> **THE RECORDS**
══════════

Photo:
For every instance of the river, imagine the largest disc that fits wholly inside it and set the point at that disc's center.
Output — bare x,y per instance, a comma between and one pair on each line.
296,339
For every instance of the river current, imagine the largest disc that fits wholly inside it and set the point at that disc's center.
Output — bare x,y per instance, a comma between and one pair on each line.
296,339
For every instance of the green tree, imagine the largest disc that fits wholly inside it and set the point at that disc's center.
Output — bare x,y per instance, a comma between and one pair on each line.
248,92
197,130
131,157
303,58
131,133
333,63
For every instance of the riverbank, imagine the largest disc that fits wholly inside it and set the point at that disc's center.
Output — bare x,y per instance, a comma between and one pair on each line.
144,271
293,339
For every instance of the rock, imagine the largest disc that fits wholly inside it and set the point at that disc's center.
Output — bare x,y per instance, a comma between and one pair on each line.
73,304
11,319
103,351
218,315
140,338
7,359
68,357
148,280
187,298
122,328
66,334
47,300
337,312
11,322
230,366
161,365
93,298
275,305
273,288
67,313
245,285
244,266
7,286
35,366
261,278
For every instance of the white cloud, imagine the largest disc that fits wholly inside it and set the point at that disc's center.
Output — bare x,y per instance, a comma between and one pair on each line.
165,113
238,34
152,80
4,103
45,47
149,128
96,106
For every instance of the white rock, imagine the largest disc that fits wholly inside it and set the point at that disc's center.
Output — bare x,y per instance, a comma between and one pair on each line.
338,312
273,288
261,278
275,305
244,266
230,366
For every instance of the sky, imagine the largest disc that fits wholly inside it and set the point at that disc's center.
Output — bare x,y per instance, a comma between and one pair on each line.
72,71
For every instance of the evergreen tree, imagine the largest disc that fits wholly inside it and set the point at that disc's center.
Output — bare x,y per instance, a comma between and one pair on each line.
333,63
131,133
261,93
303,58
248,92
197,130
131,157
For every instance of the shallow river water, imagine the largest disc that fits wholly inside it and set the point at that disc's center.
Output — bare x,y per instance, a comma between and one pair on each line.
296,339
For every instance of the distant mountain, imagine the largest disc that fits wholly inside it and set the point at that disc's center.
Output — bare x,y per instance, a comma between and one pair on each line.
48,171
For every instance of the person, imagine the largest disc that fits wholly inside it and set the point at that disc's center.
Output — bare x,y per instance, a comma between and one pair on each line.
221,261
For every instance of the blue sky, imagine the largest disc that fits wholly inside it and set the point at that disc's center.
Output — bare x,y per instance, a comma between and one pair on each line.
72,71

══════════

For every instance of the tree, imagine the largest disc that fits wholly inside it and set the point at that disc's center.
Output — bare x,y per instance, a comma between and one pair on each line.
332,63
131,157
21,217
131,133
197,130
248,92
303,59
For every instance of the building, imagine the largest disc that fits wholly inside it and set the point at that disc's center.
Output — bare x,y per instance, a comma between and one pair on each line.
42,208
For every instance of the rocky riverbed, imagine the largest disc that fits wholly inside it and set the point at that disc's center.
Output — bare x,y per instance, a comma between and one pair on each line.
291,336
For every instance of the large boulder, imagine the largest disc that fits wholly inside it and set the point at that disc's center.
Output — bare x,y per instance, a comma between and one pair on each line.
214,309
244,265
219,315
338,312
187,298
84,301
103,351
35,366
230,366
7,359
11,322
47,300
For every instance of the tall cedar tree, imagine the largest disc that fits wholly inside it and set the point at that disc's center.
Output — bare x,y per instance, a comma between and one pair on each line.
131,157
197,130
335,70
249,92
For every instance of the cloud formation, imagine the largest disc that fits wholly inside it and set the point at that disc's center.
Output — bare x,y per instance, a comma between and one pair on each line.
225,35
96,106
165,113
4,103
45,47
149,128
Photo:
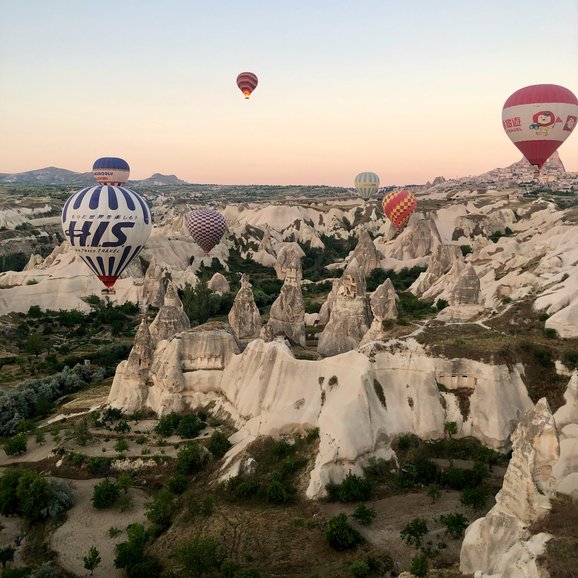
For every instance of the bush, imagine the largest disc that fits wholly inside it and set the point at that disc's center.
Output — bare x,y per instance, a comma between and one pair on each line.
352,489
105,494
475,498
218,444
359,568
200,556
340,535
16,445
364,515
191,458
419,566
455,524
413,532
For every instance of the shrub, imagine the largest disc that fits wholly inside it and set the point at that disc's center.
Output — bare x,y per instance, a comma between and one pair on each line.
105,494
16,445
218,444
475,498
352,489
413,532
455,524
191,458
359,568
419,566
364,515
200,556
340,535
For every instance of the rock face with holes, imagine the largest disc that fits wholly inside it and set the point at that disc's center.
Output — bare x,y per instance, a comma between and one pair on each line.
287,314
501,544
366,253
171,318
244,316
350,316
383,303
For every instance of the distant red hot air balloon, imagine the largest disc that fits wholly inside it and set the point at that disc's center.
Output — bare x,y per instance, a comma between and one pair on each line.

══════════

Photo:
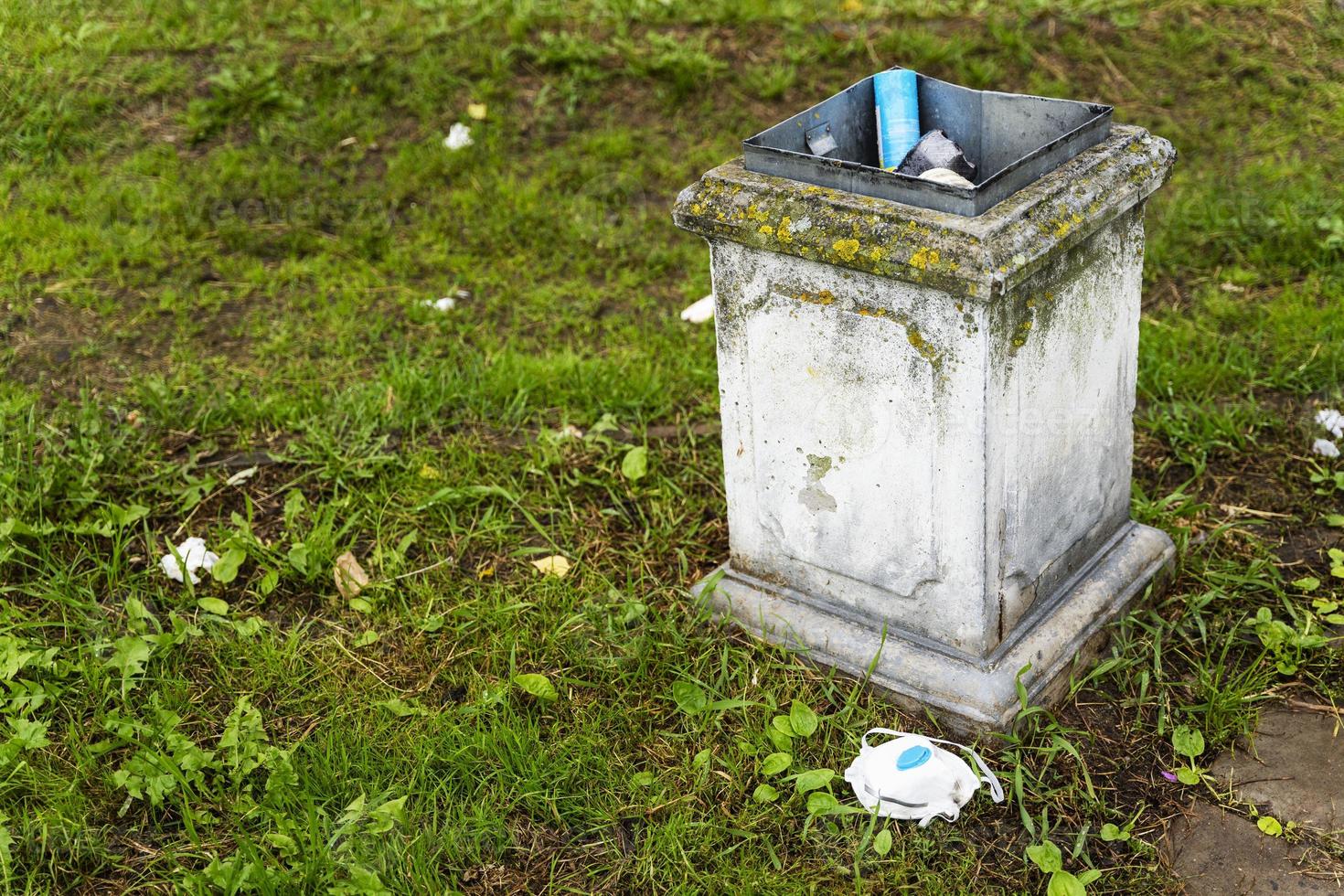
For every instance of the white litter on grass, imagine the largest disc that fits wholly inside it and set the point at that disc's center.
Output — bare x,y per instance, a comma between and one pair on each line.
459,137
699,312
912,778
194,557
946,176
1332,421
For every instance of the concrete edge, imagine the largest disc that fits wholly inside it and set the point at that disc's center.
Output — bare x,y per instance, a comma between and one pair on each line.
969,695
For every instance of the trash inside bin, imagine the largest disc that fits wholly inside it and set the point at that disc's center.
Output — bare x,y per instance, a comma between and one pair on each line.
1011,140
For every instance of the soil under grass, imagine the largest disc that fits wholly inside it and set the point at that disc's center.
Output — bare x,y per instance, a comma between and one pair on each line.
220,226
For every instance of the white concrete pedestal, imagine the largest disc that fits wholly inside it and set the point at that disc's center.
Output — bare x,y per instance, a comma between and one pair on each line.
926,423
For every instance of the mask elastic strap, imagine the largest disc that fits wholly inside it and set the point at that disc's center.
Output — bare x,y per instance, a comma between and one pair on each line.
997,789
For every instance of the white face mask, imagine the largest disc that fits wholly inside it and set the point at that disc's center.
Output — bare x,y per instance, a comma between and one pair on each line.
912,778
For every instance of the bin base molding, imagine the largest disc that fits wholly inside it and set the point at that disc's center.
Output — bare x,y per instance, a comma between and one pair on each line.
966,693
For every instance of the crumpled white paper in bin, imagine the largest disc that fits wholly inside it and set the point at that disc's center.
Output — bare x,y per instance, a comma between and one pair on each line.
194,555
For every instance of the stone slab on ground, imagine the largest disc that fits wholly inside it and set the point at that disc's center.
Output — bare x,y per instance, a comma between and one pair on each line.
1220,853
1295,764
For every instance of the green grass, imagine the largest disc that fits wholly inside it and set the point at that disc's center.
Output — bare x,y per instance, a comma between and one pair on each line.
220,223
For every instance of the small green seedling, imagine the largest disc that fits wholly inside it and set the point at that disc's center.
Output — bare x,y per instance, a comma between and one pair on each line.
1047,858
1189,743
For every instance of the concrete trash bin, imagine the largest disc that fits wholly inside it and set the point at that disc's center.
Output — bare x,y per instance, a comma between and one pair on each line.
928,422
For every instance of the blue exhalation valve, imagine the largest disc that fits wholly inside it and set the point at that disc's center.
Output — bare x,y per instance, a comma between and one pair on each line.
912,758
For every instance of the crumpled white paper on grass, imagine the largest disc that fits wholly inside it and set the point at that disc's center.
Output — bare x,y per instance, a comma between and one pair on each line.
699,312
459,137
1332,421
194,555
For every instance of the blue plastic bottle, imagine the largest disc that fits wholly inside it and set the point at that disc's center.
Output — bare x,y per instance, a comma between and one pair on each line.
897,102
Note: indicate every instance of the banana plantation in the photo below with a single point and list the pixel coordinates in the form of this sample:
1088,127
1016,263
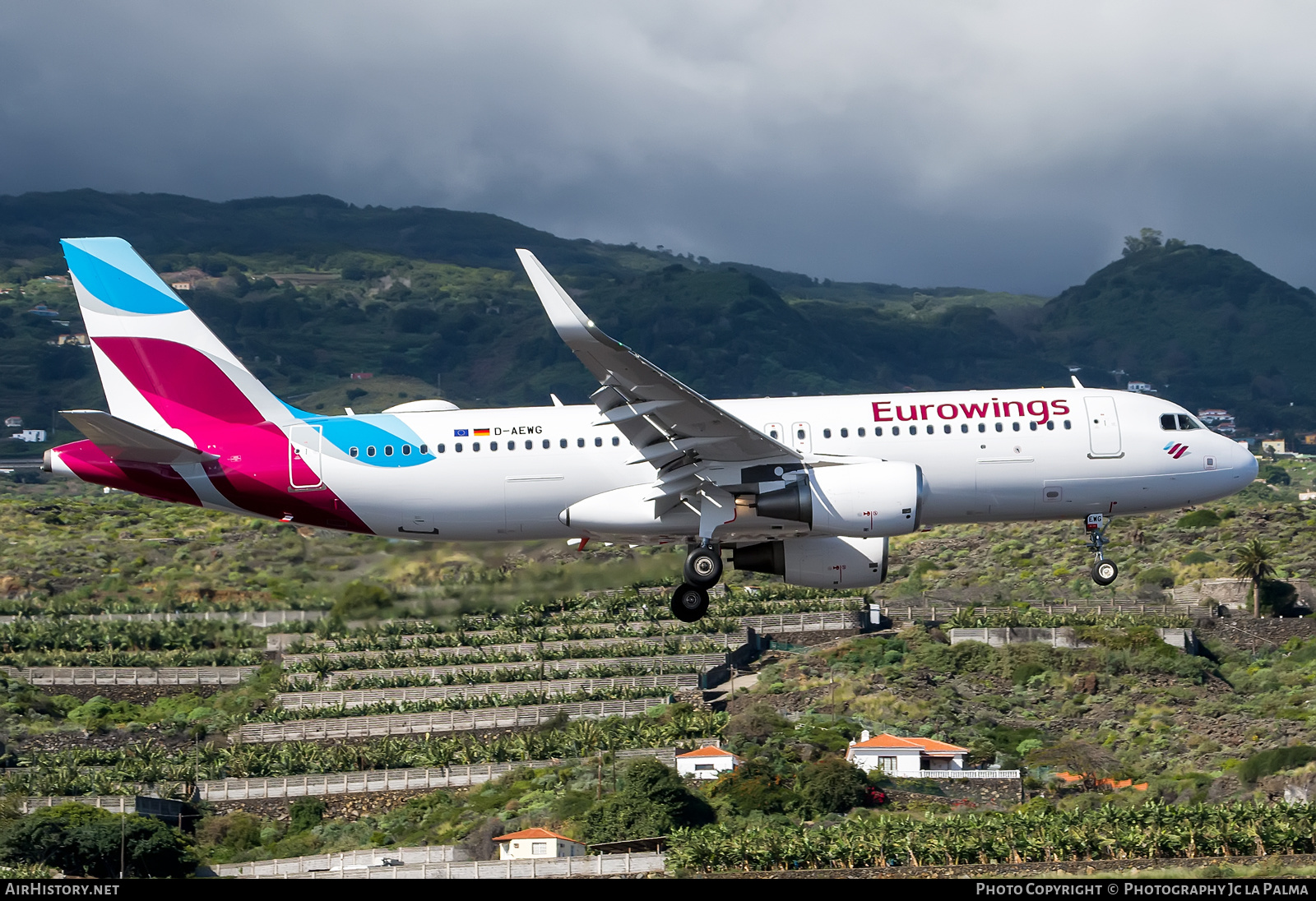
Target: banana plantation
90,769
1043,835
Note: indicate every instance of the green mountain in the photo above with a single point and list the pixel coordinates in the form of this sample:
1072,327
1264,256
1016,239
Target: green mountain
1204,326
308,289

══════════

Gather every line from the listing above that contains the word "Note" with the same capitalization, since case counts.

Note: indicate every instance of the banana plantation in the photo below with a single point and list the pixel coordinates in the form of this sample:
Note: indicate every instance of the green mountain in the photo above with a single point and list the pixel coordinates in the form of this sample:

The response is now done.